The task: Repeat the listing exactly. The images do not belong in the copy.

Available data:
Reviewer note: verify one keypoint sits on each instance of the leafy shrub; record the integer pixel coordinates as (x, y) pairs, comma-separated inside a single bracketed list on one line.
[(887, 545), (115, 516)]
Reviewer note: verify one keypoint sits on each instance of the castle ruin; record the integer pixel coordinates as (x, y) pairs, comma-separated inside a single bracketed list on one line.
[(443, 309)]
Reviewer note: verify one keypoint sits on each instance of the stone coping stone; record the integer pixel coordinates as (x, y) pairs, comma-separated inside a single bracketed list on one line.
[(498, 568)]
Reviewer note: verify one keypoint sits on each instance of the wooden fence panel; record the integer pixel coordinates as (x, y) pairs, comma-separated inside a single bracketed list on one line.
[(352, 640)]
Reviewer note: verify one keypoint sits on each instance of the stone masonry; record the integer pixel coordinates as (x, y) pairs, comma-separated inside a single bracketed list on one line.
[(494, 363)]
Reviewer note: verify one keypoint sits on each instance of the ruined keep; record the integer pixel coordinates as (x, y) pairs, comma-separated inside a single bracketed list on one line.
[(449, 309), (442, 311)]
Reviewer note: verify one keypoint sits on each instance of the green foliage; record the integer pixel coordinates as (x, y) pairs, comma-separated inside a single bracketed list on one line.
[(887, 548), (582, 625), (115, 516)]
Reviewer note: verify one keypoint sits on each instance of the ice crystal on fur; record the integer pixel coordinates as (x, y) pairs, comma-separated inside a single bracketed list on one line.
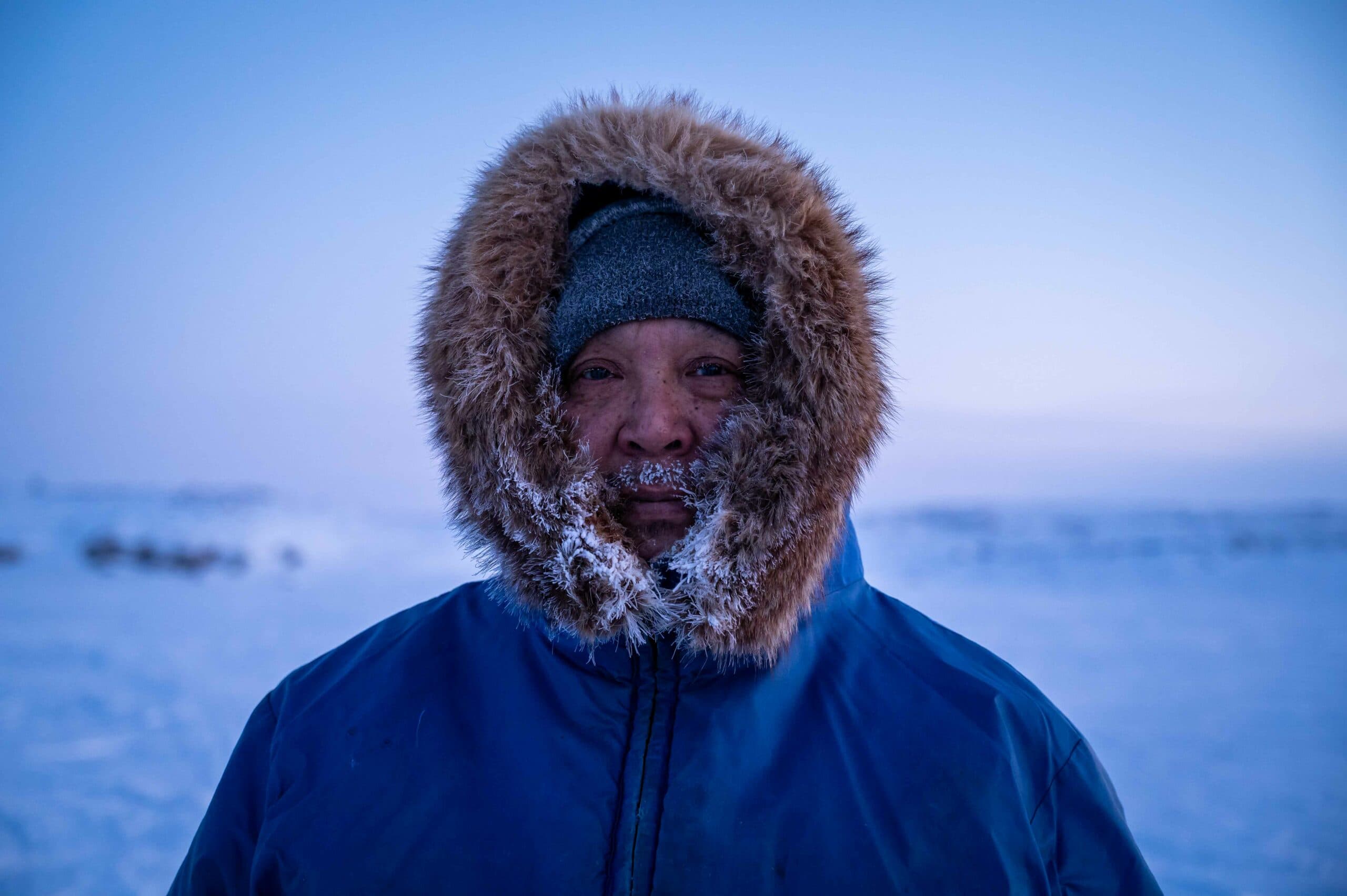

The answer:
Reviewer note: verify one keypoint sits on each instance of the leafy shrub; record the integer pixel coordinates as (x, y) pairs, comma-separated inside a single bracketed list on one line.
[(887, 545), (115, 516)]
Reviewer note: verify one keypoint sits on each instance of the castle ruin; record the integer pixel coordinates as (x, y) pairs, comma-separated inside a single bracketed list on one line.
[(443, 309)]
Reviewer note: verify one keypoint sits on each instance of the stone coping stone; record the integer pixel coordinates as (x, y) pairs, comma-separated inside a single bracketed list on one line.
[(498, 568)]
Reviewer note: verify one keypoint sits on each instance of the wooden fence panel; record the integer pixel coordinates as (x, y) pairs, comma-separated inside a single bracketed list on one line.
[(352, 640)]
Reviewer note: verify one keypoint sits on each instance of the stone masonry; record the integer pixel coordinates as (x, y) pairs, comma-separated inside a single bracketed list on one line.
[(494, 363)]
Reviewer note: verify one keypoint sits on each instance of the ruined keep; record the integer pixel coordinates as (x, y) pairs, comma-separated inside a single bracketed list on one line.
[(449, 309), (442, 311)]
Reviewer note: verify one keypoint sits on each instance of the green foliage; record the integer pixel coordinates as (x, y) pairs, comma-separated inside a single bracketed list on one line.
[(887, 548), (582, 625), (115, 516)]
Reviewer note: verify one keypoint sits on each instance of the ice crystal on fur; record the integer pixel coordinates as (x, y) pairs, comma-separated inside a single bracketed list on one line.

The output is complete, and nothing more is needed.